## Task requirements
Reproduce exactly the line in which "segment tiger, each instance" occurs and all the lines after it, ending with the last line.

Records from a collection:
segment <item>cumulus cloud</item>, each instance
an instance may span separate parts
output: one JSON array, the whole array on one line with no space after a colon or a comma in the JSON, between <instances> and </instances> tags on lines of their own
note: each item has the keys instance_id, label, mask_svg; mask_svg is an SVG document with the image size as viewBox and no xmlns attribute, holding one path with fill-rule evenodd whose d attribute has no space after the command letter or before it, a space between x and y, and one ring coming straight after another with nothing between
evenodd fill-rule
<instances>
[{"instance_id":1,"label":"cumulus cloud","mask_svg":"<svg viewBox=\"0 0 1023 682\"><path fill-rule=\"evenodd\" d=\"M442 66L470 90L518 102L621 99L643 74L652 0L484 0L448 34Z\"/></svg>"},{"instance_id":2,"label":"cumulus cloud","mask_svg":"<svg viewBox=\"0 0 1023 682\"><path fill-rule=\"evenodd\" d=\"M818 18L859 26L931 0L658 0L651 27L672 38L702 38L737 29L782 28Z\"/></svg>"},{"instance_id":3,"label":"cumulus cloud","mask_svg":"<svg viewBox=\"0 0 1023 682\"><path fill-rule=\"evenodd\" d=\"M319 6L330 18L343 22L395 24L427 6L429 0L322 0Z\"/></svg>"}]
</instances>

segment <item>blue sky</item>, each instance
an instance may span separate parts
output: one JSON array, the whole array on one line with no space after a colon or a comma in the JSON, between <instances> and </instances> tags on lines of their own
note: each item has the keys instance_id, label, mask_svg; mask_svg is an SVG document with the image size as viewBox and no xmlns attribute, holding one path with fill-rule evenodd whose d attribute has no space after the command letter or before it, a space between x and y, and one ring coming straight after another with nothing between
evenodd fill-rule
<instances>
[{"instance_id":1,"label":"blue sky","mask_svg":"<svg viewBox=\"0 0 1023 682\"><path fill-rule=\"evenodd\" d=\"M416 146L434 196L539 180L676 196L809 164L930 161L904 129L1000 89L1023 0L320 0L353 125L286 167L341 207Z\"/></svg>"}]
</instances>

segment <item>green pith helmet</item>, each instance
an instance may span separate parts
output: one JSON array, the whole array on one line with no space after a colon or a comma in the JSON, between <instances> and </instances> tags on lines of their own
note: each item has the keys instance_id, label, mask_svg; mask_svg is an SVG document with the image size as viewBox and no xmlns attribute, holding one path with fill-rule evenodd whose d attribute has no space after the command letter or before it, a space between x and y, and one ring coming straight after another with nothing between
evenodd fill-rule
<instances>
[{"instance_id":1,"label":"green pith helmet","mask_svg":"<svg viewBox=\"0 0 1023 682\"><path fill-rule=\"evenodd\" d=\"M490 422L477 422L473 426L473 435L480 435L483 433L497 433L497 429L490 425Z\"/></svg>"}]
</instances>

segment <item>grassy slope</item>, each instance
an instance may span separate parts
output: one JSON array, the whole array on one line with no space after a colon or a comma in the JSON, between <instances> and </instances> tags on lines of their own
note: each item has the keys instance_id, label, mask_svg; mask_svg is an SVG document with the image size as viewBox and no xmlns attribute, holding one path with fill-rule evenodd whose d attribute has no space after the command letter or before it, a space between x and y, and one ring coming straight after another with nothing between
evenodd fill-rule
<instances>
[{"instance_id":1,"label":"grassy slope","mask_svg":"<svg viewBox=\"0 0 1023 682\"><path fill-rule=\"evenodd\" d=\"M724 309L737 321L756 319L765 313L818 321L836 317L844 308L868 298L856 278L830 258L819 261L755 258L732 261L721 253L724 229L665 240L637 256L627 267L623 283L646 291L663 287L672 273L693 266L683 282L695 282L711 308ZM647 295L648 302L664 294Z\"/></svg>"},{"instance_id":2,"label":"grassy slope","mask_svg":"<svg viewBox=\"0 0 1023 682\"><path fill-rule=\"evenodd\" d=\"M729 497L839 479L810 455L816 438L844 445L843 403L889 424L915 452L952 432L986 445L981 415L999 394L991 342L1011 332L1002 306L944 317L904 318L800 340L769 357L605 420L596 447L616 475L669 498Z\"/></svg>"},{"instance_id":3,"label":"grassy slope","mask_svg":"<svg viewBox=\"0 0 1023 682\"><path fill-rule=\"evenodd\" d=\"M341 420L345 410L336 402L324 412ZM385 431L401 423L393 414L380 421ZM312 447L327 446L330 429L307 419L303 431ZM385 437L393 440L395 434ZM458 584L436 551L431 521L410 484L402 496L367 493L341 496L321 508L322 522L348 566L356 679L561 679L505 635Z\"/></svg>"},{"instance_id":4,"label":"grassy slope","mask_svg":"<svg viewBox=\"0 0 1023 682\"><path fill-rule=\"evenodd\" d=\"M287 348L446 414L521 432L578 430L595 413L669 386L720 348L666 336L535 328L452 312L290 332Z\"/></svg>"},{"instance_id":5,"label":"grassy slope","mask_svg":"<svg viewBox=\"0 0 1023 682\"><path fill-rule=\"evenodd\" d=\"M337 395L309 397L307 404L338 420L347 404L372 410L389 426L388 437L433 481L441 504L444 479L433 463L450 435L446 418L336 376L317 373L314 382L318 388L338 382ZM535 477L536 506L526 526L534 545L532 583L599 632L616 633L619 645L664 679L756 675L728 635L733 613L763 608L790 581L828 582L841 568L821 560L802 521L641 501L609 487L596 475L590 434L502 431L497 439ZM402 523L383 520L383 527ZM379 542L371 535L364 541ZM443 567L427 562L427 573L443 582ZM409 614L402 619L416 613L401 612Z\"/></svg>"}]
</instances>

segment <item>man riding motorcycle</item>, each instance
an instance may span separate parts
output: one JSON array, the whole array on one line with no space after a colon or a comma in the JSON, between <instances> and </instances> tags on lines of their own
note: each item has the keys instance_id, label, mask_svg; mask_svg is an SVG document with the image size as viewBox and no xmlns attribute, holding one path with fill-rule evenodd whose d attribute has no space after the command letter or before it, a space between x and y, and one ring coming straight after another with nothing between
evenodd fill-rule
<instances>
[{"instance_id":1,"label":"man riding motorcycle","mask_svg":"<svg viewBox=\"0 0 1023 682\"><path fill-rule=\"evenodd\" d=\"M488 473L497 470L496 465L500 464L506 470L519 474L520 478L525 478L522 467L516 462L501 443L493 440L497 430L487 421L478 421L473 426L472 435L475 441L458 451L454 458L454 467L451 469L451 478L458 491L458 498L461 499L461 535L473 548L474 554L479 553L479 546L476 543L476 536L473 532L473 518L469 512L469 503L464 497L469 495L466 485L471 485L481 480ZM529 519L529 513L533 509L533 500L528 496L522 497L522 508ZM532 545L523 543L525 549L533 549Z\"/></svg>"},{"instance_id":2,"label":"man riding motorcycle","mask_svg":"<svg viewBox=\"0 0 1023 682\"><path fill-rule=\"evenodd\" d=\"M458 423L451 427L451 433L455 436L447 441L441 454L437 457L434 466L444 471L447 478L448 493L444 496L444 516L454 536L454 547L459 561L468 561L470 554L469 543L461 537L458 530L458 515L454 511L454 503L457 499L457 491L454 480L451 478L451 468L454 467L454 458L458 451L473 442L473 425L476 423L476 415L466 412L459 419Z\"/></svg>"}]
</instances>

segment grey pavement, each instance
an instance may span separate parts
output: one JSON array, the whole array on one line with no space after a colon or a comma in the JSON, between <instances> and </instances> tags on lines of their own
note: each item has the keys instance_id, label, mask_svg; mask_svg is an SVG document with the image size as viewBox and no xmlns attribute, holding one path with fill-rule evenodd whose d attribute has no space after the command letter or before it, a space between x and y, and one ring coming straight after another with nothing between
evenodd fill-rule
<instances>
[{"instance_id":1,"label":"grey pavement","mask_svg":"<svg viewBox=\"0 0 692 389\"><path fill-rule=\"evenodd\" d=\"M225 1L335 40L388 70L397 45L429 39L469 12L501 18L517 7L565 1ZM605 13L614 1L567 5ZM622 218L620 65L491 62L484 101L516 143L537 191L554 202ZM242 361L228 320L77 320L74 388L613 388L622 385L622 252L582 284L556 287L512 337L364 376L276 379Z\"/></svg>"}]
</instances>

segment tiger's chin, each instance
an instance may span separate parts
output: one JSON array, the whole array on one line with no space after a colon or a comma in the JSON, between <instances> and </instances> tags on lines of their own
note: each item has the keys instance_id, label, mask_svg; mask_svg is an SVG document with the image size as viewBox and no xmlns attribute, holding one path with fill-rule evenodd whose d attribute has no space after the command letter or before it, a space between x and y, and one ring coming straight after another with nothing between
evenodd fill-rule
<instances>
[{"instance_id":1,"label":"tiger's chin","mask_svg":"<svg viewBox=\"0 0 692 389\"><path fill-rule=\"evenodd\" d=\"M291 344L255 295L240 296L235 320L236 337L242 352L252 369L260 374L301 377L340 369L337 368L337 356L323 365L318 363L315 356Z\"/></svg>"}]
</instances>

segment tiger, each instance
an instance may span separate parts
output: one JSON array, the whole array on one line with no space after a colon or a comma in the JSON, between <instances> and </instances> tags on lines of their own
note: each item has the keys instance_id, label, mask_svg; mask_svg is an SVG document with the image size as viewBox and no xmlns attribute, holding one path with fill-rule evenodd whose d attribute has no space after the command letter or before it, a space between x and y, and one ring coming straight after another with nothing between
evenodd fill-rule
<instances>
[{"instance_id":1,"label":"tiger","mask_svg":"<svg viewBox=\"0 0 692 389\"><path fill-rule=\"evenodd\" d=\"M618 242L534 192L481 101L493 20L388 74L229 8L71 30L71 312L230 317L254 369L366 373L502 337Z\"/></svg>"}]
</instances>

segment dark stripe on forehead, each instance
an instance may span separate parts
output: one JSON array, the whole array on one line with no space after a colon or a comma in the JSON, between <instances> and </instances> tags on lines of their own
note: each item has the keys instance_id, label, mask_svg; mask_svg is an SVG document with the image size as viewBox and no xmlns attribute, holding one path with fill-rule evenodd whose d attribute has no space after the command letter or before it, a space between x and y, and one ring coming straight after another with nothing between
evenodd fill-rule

## Reply to the task
segment tiger, each instance
an instance may span separate parts
output: one JSON array, the whole array on one line with no space after a colon or a comma in the JSON, between <instances> and </instances> tags on lines of their own
note: each item has the keys instance_id, label, mask_svg; mask_svg is an SVG document with the image size as viewBox and no xmlns attribute, holding one path with fill-rule evenodd whose d attribute has no space after the command letter or before it, a space between x and y, and one ring coming straight after another with nothing between
evenodd fill-rule
<instances>
[{"instance_id":1,"label":"tiger","mask_svg":"<svg viewBox=\"0 0 692 389\"><path fill-rule=\"evenodd\" d=\"M618 242L534 192L481 101L493 20L388 74L229 8L71 30L71 312L230 317L254 369L366 373L502 337Z\"/></svg>"}]
</instances>

segment dark stripe on forehead, each instance
an instance may span separate parts
output: one JSON array, the whole array on one line with no space after a colon or a comma in the JSON, between <instances> and </instances> tags on lines of their own
note: each item has the keys instance_id, label, mask_svg; mask_svg is an SVG document with the image size as viewBox and no xmlns attribute, holding one path with fill-rule evenodd whose d attribute has no space after the command letter or before it, a space between x and y, and one ring coming straight after another with nothing between
evenodd fill-rule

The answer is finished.